● **EXTRAIT À LIRE**:
____________________

Faire entrer le bois de Boulogne dans Paris
C’est face à l’ensemble de ces enjeux que s’est retrouvé Empreinte, bureau de paysages lillois qui a remporté l’appel d’offres à la fin de l’année 2018. La volonté de supprimer le rond-point devant le palais des Congrès et de réduire de plus de 40 % la surface consacrée à la voiture ouvrait un immense espace qui devait certes faire face aux multiples contraintes évoquées, mais qui proposait dans le même temps de belles perspectives d’aménagement.
La volonté première du concepteur a été de redonner toute sa force à l’axe historique de la ville. Le lieu n’est pas marqué par un monument, à l’instar de l’obélisque sur la place de la Concorde (8e arrondissement) ou de l’arc de Triomphe place Charles-de-Gaulle (anciennement de l’Étoile), voire la Grande Arche un peu plus loin à l’ouest. Qu’à cela ne tienne, c’est le bois de Boulogne qui sera le monument de la porte Maillot. Il vient lécher l’espace, il suffit de redonner toute l’attention sur lui, de créer une liaison plus facile avec cette ancienne chasse royale de près de 850 ha, pour qu’elle devienne l’acteur principal des lieux.

____________________

● **EXERCICE PROPOSÉ A**:
Répondez aux questions suivantes sur l'extrait consacré au réaménagement de la porte Maillot :
(i) Quel bureau de paysages a remporté l'appel d'offres, et quand ?
(ii) De quelle proportion la surface consacrée à la voiture devait-elle être réduite ?
(iii) Quelle superficie l'extrait attribue-t-il à l'ancienne chasse royale ?
● **EXERCICE PROPOSÉ B**: Rédigez la suite de l'extrait sur le réaménagement de la porte Maillot, après sa dernière phrase.

____________________

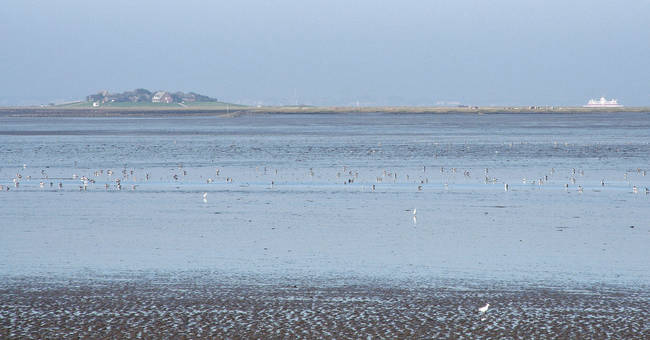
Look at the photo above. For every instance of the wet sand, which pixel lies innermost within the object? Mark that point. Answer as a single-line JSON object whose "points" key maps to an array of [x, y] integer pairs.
{"points": [[177, 307]]}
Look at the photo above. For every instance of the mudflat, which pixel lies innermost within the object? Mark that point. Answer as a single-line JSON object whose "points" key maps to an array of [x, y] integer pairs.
{"points": [[344, 308]]}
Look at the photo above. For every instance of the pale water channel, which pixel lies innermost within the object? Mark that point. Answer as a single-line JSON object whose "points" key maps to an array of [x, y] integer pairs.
{"points": [[294, 196]]}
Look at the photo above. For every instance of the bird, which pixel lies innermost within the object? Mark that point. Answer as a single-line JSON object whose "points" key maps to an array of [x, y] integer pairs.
{"points": [[484, 308]]}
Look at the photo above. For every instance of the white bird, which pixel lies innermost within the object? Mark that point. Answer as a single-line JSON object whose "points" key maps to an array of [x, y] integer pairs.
{"points": [[484, 308]]}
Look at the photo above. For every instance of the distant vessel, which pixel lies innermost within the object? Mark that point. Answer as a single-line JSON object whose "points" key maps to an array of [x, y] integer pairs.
{"points": [[602, 102]]}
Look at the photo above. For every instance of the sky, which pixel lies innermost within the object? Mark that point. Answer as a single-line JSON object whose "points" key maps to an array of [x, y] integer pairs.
{"points": [[335, 52]]}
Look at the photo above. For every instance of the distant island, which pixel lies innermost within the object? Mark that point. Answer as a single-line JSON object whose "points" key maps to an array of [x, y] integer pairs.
{"points": [[141, 96]]}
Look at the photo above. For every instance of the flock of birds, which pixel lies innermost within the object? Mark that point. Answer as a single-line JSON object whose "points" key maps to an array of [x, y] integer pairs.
{"points": [[346, 177]]}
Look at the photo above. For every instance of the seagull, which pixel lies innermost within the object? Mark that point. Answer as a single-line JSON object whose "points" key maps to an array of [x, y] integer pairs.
{"points": [[484, 308]]}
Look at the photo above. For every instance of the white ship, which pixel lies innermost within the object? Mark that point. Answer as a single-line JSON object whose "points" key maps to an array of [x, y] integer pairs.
{"points": [[602, 102]]}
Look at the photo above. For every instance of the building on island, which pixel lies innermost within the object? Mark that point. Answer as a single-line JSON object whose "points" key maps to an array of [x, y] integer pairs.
{"points": [[602, 102], [162, 97]]}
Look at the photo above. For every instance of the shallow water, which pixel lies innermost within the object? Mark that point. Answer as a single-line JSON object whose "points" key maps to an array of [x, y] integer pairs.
{"points": [[300, 200]]}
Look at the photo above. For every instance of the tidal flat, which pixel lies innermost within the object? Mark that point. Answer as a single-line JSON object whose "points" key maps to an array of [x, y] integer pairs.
{"points": [[320, 225]]}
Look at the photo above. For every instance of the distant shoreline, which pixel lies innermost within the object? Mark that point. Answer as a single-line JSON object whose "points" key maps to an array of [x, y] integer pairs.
{"points": [[221, 111]]}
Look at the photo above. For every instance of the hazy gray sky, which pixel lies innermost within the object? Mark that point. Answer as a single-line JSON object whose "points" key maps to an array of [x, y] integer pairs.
{"points": [[329, 52]]}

____________________

● **RÉPONSE ATTENDUE A**:
(i) Empreinte, un bureau de paysages lillois, à la fin de l'année 2018.
(ii) De plus de 40 %.
(iii) Près de 850 ha.

● **RÉPONSE ATTENDUE B**:
Pour réussir ce pari et celui avancé par le maître d’ouvrage, la SPL, à savoir « transformer le vaste rond-point sans intérêt en une place publique largement végétalisée », Empreinte a proposé de faire entrer le bois de Boulogne dans la ville quasiment jusqu’aux portes du palais des Congrès. Pour réussir cette mission, le choix a été fait de planter une trame de grands arbres et de respecter la palette végétale du bois, un mélange d’essences indigènes forestières, beaucoup de pins, Pinus nigra, mais aussi P. sylvestris, des chênes, au sein duquel on trouve une collection botanique du xixe siècle. Les paysagistes ont imaginé « adapter ce modèle aux enjeux du xxie siècle » en y intégrant la notion de résilience climatique.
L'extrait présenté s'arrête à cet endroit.